**Assigned task**
In the entries below, find the line with "The component shall identify every instance of the navy" and the line with "The component shall identify every instance of the white batting". Print those two and everything between them exactly, and nothing else.

--------

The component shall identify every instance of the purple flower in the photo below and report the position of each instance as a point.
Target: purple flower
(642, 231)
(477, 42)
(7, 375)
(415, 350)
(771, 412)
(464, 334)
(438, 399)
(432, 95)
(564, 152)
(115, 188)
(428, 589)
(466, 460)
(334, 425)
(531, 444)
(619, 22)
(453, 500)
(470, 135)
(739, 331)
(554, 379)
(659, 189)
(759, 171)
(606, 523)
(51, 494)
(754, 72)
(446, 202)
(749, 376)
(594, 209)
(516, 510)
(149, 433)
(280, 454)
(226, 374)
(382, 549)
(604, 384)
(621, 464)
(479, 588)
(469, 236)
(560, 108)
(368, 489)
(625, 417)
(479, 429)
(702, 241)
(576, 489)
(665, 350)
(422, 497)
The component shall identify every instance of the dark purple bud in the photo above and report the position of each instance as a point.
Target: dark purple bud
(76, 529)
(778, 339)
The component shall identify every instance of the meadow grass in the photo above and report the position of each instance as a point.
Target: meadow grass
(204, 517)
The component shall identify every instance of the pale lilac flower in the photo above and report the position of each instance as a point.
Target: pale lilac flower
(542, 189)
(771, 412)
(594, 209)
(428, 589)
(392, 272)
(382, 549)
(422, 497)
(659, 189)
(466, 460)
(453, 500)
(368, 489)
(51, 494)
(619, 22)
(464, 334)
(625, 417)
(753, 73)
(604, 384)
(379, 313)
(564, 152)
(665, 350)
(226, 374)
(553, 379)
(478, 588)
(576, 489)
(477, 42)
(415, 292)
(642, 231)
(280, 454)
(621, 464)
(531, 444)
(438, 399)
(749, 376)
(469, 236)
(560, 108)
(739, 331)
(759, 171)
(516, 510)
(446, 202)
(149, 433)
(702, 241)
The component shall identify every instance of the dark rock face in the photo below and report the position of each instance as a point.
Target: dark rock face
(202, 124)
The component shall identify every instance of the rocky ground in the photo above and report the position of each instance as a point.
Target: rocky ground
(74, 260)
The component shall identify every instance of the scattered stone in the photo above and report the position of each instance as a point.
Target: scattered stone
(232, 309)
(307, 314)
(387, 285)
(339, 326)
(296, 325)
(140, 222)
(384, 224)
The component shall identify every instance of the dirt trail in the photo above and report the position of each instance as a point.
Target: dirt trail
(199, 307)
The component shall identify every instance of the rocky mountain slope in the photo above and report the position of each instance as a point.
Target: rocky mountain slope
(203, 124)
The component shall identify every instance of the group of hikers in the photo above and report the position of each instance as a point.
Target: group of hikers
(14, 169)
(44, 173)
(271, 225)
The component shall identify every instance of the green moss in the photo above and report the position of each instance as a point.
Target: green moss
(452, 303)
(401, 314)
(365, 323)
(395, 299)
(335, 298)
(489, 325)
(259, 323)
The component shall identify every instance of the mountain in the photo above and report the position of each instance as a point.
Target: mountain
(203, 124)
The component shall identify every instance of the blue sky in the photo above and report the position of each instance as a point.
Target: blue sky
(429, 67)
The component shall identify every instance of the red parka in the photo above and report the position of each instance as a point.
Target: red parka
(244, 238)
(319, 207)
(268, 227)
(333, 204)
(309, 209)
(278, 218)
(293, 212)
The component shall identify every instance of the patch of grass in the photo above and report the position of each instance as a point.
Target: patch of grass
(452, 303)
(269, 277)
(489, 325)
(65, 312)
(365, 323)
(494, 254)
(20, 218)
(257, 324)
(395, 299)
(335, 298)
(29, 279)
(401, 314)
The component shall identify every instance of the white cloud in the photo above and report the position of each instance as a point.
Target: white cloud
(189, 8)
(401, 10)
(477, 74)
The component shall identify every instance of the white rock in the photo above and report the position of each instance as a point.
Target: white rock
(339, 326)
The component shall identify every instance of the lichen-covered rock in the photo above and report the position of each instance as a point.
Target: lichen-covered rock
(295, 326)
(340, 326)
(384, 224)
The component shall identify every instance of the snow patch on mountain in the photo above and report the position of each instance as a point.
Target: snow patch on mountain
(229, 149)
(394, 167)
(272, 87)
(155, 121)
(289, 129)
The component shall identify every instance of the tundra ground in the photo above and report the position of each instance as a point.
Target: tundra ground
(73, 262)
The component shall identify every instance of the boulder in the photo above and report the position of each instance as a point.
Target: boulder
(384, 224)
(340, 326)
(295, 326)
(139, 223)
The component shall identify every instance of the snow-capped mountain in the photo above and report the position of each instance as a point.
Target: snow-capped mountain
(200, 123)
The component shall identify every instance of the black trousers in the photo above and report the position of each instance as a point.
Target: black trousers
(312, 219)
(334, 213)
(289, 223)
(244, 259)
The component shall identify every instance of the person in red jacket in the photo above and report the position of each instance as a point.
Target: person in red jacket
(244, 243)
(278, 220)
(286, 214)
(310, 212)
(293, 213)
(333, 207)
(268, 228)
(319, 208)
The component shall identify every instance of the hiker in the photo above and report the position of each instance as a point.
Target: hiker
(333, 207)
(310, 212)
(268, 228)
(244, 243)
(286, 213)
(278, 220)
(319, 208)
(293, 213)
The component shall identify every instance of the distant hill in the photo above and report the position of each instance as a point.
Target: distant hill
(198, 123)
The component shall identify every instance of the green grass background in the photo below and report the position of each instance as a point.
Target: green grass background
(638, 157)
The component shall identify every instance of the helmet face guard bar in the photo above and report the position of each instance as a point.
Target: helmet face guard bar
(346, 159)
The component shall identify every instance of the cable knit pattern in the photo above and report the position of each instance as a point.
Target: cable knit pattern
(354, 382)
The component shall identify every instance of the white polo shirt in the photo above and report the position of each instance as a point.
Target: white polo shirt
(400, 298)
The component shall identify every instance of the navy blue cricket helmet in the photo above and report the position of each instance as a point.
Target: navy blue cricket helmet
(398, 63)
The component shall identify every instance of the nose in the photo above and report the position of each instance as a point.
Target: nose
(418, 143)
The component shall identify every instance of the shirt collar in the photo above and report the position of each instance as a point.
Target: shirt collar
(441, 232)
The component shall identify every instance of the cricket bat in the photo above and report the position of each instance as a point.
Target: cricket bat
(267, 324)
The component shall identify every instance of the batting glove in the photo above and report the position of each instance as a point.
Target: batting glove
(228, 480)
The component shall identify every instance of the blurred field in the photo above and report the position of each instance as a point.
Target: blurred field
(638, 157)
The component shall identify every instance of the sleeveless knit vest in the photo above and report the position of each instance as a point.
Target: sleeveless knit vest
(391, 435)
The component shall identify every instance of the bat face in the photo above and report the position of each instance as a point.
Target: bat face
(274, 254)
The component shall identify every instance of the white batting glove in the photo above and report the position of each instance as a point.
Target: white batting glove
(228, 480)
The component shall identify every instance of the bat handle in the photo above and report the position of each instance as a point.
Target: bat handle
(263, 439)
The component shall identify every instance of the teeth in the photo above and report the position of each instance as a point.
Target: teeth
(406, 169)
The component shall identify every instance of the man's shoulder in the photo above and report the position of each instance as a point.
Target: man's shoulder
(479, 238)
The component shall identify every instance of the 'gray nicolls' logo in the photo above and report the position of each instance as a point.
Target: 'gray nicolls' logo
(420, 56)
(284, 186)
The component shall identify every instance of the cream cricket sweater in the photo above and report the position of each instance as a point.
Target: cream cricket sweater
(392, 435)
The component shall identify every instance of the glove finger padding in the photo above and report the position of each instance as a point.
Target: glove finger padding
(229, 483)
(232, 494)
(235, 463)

--------

**Result below**
The component shall identify every instance of the navy blue cricket helmet in the photo above and report the position of each instance as a point.
Target: navy blue cricket helmet
(398, 63)
The component shall identify every instance of the nose in the photo above and report the position of each instance as a point.
Target: nose
(418, 143)
The component shall identify every instance of the shirt collar in the photo above and report the position of each instance as a point.
Target: shirt collar
(441, 232)
The component shall identify every instance of the cricket bat in the photo above and report the position of each instance as a point.
Target: cricket bat
(267, 324)
The component shall identify every instance of the batting glove in the photo above and report the position of each instance as a point.
Target: batting glove
(228, 480)
The component shall identify every instance of the blurred field in the photo above and report the position of each instance as a point.
Target: blurred field
(638, 157)
The component shall identify every instance of the sleeveless knit vest in the photo above and report the position of each instance as a point.
Target: sleeveless knit vest
(391, 435)
The component shall identify every instance of the bat face in the photo above and report the position of each instance as a point.
Target: bat face
(274, 254)
The component shall identify every instance of the white batting glove in the photo above and report the position of each instance as a point.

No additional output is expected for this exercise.